** start of Records shown **

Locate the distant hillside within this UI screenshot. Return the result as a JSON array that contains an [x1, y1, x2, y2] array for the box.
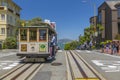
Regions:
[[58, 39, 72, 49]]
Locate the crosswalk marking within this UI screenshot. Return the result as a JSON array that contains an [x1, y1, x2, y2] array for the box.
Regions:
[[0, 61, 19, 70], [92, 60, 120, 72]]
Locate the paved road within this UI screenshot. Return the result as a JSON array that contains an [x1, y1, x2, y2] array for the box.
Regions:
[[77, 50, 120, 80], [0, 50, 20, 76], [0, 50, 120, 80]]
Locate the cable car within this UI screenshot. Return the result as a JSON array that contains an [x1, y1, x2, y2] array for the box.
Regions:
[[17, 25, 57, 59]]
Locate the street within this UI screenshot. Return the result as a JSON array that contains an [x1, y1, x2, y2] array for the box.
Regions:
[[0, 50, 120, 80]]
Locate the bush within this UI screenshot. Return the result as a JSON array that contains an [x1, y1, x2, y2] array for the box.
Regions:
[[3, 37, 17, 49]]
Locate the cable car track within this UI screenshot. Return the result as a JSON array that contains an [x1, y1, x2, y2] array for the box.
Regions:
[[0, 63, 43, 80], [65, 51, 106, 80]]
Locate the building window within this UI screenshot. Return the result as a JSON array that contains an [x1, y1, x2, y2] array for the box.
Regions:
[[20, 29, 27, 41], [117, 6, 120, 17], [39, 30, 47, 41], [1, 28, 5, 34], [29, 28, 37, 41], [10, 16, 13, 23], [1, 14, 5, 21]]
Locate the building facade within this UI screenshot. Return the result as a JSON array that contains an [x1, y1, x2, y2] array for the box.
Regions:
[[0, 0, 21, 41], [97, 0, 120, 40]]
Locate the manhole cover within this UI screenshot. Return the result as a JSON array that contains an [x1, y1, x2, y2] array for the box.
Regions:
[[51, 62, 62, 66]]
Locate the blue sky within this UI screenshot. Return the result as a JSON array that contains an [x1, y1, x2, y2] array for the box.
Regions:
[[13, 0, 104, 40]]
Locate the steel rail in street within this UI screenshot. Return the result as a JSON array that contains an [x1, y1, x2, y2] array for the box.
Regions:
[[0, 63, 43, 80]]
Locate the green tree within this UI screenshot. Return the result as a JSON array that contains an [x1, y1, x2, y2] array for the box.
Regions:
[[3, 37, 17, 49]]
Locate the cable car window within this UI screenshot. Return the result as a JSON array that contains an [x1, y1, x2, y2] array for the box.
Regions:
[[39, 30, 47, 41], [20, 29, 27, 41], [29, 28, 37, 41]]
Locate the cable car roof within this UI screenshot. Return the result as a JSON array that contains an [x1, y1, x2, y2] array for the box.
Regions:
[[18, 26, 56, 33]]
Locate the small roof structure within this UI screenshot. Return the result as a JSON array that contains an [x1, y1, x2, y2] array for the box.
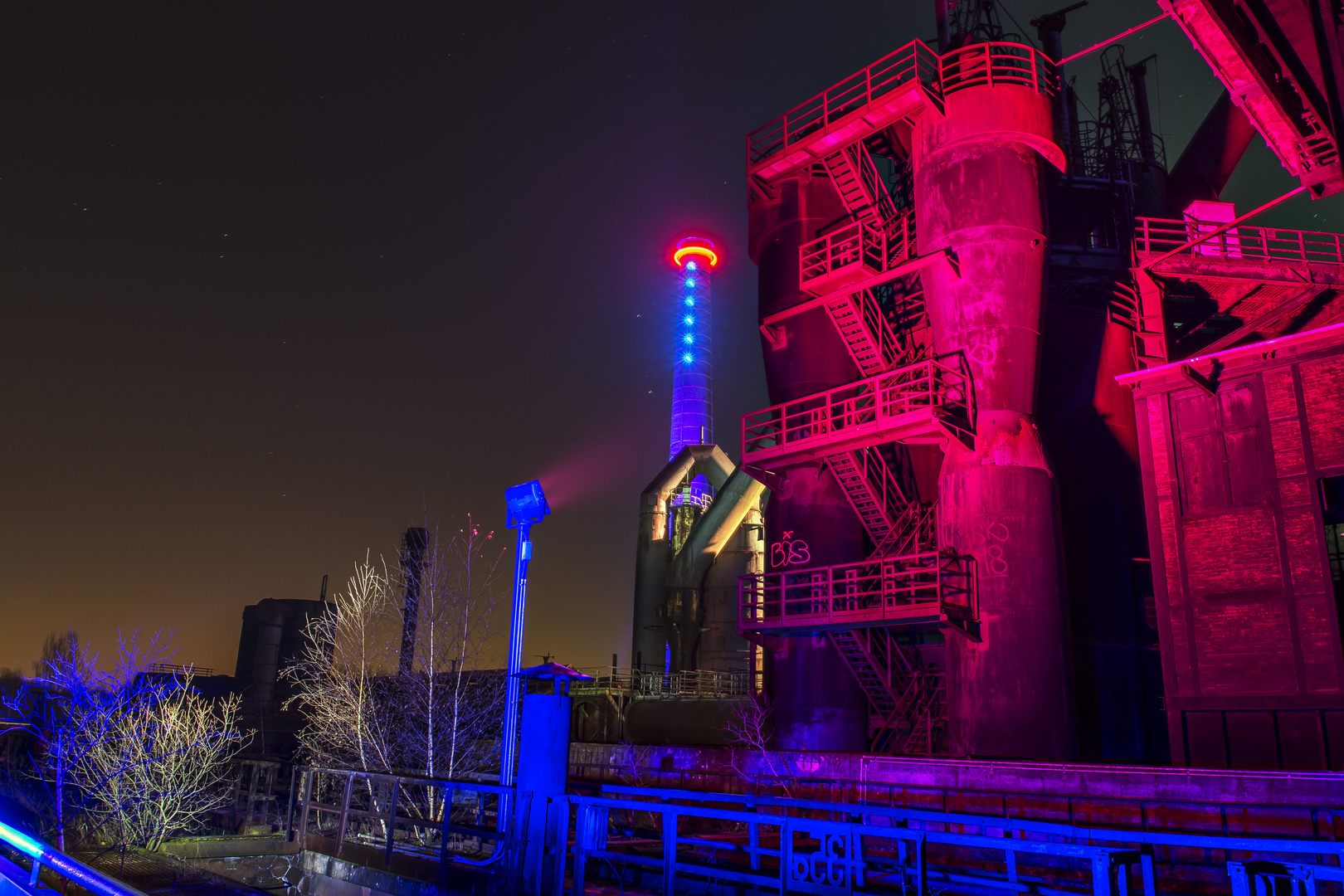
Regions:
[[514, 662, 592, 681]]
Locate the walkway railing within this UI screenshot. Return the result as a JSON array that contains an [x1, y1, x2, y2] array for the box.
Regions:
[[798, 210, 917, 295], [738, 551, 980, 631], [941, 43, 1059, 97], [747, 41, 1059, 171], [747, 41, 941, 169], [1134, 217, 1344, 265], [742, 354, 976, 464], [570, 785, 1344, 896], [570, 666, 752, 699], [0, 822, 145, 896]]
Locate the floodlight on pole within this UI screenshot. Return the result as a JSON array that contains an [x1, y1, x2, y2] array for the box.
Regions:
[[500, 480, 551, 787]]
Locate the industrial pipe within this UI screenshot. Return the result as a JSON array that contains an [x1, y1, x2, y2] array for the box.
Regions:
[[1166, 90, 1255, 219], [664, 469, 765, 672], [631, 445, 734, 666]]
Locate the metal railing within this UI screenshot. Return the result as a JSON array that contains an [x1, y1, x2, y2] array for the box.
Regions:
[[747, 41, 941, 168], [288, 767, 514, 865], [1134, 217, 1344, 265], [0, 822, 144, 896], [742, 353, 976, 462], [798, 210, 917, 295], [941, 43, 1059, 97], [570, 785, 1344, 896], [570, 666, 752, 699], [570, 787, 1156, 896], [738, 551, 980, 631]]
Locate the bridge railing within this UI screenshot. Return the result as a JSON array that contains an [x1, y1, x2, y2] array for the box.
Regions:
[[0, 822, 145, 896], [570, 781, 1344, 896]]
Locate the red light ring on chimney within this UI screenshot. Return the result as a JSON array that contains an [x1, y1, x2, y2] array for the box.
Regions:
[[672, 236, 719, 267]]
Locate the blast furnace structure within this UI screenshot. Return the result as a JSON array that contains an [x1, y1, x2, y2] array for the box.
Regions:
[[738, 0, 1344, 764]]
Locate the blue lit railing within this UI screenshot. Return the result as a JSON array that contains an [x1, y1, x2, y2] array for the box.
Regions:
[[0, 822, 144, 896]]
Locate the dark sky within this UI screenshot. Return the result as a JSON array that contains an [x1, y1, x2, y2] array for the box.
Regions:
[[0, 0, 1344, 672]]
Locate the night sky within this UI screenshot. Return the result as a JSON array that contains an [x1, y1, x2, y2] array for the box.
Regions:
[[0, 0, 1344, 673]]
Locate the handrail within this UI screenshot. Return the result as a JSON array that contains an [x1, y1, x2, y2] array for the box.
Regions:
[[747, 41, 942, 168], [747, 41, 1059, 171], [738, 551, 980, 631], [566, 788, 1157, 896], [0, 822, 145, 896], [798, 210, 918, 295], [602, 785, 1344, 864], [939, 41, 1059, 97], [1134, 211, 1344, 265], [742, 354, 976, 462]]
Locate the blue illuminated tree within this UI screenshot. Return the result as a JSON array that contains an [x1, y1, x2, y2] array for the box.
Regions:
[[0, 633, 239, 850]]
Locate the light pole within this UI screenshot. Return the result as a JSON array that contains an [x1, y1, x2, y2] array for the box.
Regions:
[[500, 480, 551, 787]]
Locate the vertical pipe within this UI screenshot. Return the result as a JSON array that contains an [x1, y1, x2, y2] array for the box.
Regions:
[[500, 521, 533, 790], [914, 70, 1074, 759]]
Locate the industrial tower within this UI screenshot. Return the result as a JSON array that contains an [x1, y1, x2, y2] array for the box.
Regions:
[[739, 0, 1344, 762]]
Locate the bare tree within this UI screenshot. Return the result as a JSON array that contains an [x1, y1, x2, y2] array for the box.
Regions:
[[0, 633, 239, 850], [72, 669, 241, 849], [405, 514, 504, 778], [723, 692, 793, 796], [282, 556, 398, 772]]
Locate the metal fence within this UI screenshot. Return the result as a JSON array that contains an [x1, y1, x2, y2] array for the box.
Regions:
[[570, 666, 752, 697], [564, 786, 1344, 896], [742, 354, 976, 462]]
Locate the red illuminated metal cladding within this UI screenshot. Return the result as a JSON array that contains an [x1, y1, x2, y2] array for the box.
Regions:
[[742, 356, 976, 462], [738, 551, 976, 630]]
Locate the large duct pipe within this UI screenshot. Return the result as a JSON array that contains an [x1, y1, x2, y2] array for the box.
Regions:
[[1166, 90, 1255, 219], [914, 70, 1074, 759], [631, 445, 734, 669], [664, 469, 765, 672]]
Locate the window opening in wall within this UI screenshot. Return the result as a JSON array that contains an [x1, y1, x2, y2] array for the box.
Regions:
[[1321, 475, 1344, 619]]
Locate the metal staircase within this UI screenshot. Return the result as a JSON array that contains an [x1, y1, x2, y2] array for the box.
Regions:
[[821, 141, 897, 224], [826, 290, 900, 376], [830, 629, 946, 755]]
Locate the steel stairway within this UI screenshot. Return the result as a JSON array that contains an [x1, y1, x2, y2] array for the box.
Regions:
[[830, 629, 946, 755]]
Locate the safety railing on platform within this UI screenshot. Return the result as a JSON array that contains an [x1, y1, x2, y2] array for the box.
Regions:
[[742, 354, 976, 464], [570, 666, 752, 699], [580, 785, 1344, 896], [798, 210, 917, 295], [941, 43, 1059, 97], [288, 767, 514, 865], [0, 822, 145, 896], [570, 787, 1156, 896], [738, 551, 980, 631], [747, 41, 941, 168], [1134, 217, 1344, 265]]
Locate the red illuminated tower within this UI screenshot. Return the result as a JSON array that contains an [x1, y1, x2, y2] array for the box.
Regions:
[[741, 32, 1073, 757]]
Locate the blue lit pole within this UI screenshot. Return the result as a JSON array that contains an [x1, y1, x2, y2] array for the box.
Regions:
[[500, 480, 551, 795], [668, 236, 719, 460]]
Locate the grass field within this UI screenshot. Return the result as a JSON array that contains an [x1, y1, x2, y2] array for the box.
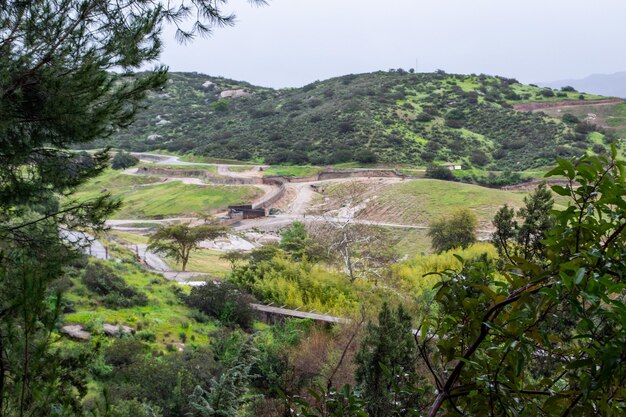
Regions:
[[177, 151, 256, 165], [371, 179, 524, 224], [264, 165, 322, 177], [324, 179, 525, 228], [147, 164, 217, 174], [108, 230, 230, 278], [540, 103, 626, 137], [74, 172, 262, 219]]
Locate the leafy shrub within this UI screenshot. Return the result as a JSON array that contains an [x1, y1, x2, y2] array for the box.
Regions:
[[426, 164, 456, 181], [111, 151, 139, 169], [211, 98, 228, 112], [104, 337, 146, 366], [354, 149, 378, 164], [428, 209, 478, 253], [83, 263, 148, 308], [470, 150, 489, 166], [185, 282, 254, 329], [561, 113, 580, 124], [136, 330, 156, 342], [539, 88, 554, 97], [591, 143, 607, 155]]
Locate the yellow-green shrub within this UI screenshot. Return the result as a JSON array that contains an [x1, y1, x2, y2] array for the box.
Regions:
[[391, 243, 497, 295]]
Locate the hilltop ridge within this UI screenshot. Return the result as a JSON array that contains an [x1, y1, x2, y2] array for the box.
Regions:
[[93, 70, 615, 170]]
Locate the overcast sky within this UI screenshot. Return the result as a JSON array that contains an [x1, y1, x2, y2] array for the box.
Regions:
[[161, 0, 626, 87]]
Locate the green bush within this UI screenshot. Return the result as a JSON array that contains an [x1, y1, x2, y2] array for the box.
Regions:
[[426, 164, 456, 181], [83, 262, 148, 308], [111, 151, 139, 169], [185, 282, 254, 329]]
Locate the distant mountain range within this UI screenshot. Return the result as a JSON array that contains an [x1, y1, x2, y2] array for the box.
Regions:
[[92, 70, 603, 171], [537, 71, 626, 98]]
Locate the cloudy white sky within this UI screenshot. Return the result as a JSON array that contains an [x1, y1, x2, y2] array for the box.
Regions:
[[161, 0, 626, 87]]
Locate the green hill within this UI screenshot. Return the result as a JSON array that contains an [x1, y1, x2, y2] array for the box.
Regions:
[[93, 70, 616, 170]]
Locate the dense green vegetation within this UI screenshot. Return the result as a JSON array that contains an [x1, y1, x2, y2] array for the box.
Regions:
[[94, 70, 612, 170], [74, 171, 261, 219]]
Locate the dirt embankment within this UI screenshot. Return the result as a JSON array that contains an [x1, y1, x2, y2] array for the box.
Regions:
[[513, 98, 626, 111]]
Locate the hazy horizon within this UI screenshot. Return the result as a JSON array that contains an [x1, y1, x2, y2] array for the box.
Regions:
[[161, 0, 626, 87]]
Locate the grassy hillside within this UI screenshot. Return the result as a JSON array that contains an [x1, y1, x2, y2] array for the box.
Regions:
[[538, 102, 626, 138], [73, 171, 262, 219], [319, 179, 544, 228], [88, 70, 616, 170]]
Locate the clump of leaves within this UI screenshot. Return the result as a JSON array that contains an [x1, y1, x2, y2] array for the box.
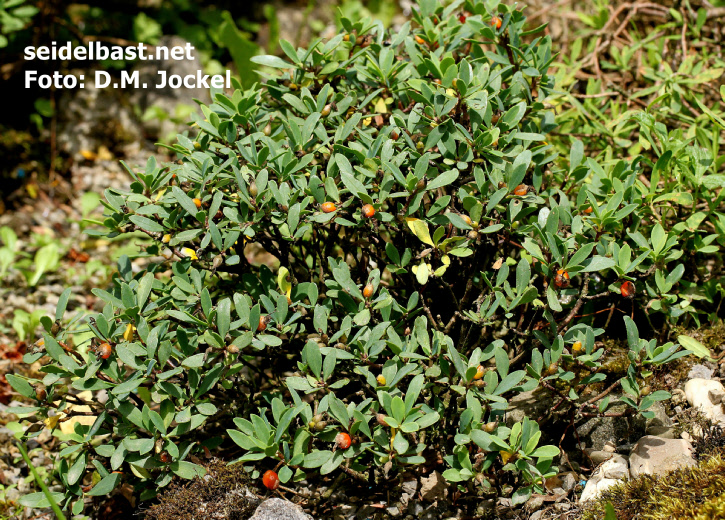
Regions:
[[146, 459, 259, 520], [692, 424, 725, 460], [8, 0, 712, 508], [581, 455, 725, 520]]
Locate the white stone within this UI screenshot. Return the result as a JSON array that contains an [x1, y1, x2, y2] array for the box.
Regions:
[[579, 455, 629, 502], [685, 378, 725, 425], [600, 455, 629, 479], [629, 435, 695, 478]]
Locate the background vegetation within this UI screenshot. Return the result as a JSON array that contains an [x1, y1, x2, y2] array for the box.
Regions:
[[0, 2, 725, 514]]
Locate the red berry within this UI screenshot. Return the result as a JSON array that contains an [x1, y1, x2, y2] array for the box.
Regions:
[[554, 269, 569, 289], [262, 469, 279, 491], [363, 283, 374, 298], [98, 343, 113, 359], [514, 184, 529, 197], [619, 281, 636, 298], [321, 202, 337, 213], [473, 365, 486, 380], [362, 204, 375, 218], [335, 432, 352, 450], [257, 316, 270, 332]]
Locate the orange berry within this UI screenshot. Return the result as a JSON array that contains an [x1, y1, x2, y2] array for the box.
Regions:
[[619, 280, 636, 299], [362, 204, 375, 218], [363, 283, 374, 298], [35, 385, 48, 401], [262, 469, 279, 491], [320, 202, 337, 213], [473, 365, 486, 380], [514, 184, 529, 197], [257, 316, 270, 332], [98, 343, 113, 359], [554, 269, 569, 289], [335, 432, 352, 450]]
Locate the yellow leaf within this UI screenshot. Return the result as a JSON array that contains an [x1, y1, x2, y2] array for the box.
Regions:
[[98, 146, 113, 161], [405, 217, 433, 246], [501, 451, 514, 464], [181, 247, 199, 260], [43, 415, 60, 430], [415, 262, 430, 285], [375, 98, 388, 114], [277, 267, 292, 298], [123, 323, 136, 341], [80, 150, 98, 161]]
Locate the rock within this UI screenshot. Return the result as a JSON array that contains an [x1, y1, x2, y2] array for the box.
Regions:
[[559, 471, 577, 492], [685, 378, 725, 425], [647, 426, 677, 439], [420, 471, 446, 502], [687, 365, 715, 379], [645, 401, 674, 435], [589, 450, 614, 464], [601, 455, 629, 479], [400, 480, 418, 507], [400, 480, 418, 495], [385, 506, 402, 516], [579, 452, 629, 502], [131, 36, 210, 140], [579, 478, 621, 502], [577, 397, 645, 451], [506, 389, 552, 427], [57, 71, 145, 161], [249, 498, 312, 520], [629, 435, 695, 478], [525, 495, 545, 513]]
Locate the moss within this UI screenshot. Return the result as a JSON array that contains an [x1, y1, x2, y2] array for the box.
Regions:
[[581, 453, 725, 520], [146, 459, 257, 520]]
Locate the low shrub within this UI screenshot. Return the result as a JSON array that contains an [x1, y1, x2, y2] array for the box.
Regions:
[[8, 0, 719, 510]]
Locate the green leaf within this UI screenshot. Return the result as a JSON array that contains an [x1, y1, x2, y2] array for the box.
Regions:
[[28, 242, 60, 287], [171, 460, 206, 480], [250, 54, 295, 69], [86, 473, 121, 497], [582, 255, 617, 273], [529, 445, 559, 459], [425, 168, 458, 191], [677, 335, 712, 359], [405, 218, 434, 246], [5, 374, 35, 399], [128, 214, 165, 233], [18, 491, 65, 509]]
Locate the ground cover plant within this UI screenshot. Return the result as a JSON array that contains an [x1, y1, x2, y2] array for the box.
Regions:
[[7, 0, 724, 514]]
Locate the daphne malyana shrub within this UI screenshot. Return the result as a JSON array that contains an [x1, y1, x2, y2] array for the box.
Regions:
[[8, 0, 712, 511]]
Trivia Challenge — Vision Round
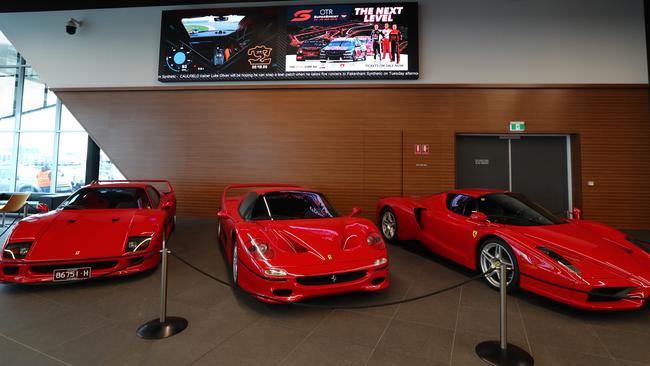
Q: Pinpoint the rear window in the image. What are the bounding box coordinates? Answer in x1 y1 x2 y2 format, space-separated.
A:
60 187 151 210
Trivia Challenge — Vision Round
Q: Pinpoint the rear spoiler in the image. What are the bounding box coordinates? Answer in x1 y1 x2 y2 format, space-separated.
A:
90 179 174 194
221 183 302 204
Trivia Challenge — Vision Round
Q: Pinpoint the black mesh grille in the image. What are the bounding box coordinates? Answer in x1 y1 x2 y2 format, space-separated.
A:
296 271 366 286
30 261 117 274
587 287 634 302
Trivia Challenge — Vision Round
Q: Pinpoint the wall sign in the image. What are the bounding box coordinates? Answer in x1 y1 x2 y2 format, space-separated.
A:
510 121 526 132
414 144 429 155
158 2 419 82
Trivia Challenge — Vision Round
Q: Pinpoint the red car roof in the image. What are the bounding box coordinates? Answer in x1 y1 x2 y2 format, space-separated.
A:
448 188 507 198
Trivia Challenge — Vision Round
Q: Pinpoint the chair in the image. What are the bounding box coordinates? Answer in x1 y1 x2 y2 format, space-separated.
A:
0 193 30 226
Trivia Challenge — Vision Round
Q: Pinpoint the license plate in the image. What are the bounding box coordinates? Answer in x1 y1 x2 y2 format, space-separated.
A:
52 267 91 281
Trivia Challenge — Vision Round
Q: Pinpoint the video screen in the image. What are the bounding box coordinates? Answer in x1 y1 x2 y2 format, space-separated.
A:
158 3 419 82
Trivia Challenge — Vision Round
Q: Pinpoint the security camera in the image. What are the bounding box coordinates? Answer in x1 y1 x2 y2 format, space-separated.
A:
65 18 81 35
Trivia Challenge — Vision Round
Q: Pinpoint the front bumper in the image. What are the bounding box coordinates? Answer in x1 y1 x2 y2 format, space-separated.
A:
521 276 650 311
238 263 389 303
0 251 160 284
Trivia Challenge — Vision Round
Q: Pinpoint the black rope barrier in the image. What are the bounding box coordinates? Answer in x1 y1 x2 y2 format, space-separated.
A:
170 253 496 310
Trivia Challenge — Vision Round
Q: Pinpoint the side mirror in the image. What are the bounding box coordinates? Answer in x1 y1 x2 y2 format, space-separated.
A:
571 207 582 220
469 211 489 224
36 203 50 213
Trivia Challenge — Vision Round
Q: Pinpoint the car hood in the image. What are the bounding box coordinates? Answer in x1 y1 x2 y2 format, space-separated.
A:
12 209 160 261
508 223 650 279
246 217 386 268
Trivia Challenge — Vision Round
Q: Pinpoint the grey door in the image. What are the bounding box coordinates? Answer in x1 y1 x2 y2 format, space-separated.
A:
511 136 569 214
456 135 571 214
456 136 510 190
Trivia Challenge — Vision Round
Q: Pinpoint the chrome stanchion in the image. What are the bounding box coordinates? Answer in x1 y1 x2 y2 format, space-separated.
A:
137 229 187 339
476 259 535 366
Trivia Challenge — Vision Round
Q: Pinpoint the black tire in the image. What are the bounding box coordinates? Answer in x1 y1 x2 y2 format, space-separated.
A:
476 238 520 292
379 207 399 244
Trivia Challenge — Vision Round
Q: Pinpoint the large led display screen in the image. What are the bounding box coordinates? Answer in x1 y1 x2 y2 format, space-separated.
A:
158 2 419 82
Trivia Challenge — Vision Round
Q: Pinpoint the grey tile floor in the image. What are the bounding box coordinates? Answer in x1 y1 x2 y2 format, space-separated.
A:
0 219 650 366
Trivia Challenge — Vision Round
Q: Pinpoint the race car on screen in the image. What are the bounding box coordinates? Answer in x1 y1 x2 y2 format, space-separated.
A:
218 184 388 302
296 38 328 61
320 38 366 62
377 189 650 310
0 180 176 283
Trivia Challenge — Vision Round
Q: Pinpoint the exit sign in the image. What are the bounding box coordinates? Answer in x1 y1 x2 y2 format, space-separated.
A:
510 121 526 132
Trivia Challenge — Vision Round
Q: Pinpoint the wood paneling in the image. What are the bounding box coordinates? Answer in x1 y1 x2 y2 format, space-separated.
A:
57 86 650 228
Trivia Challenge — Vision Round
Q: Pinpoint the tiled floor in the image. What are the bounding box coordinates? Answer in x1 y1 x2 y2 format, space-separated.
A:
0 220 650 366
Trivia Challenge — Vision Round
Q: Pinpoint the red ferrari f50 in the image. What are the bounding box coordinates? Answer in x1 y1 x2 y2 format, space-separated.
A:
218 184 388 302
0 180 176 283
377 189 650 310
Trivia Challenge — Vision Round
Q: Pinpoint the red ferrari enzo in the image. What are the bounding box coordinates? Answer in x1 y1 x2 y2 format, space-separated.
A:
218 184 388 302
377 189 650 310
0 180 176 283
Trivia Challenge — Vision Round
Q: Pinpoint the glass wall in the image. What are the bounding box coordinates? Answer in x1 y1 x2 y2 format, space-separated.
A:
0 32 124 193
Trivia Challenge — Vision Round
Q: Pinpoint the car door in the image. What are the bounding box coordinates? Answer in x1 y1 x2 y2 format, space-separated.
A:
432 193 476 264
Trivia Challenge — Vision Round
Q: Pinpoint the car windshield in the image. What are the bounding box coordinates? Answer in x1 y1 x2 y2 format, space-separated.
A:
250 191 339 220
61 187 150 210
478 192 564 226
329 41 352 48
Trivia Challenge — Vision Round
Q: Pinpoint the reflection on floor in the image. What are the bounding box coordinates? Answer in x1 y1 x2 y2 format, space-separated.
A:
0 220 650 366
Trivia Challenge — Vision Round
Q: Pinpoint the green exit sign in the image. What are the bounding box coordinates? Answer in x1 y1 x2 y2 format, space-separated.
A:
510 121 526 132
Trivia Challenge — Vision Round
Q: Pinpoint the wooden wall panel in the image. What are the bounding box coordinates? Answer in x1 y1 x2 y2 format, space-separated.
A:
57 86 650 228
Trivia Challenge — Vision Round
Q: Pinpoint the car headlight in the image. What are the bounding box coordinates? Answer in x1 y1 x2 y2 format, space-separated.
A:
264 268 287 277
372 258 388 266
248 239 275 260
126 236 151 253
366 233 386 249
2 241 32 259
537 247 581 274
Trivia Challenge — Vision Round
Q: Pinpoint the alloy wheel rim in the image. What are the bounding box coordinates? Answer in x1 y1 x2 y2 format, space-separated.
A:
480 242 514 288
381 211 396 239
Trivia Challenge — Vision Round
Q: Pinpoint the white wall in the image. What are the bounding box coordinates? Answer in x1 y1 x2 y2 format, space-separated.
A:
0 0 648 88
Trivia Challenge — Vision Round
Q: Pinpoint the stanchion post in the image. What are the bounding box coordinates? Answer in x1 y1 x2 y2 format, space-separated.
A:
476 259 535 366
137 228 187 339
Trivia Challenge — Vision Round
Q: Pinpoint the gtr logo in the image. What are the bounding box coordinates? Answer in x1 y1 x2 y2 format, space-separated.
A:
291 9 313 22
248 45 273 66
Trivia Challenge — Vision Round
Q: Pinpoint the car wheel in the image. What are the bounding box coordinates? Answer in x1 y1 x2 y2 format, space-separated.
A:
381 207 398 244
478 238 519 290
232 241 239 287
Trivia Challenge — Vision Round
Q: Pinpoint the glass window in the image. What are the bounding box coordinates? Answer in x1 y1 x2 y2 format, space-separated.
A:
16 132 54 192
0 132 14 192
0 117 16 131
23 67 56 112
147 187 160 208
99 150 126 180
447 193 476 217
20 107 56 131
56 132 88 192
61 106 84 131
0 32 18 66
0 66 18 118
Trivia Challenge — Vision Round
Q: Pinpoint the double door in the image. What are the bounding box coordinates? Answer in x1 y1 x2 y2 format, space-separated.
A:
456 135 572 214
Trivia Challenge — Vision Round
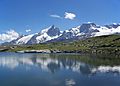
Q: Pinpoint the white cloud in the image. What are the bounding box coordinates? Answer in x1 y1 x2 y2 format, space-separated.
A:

** end of Records shown **

> [Exercise description]
Express the lines from the one containing "Locate the industrial pipe" through the one containing "445, 734, 666]]" as a two-column CSV with the headers text and answer. Put the text in one quoted field and the answer in the other, with any line breaks turned into spaces.

> [Response to this exercise]
text,answer
"Locate the industrial pipe within this UI screenshot. Return the result as a JSON array that contains an [x1, y1, x2, y2] array for the box. Regions:","[[1166, 90, 1255, 219], [664, 469, 765, 672], [631, 445, 734, 666]]"